◆ Fragmento ◆

-=-=-

Me monté en Oviedo al bus que me llevaría a Navia; los billetes no eran numerados y el autocar iba casi vacío, así que podía elegir asiento. El primero detrás de la puerta del medio, a la derecha del autocar suele ser mi favorito, porque al no tener delante el respaldo de otro asiento me da la sensación de tener más espacio. Sin embargo sucede a veces que las cortinas están en esa ventanilla -como era el caso- y mi prioridad es siempre poder mirar bien por la ventana, así que tras dudar un rato elegí el de justo detrás.
Me senté en la ventanilla, puse mi mochilita en el asiento de al lado y me empecé a poner cómoda. Entonces oí una voz de mujer que me preguntaba con acento gallego: “¿Está ocupado este?” Miré y había una señora señalando a mi mochila. A ver, no lo entiendo –pensé- en el autocar quedan aún muchos “asientos dobles” vacíos, ¿por qué quiere esta sentarse a mi lado? “No, no está ocupado -le respondí- pero si se va a poner usted aquí, yo me paso a otro. No se lo tome a mal, es que...” y no se me ocurrió como acabar la frase, pero apoyé suavemente la mano en su brazo, le miré con una sonrisa conciliadora y sin rubor me mudé al otro lado del pasillo.
Para mi satisfacción no pareció sentirse molesta, porque poco después, antes de que el autocar saliera me preguntó si sabía cómo subir el reposa-brazos, y estuvimos allí un rato juntas -en equipo- intentando dilucidar cómo hacerlo.

-=-=-

◆ Datos proporcionados ◆
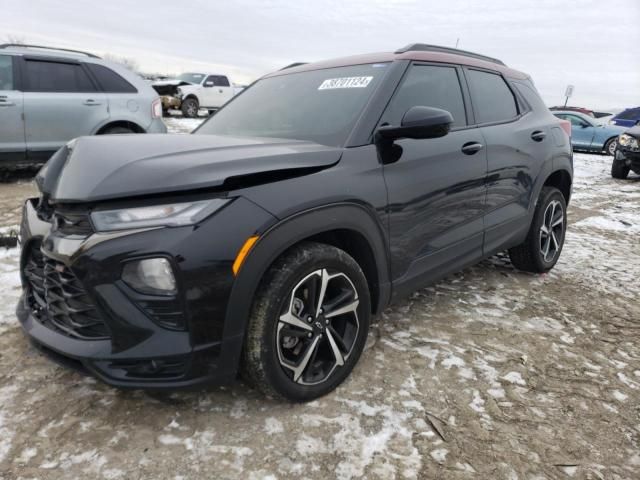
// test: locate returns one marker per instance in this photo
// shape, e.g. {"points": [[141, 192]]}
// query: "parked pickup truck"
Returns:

-=-=-

◆ Objetivo del ejercicio ◆
Según el fragmento, ¿por qué no se eligió el asiento favorito, el primero detrás de la puerta del medio?

◆ Respuesta ◆
Porque en esa ventanilla estaban las cortinas, y la prioridad es siempre poder mirar bien por la ventana.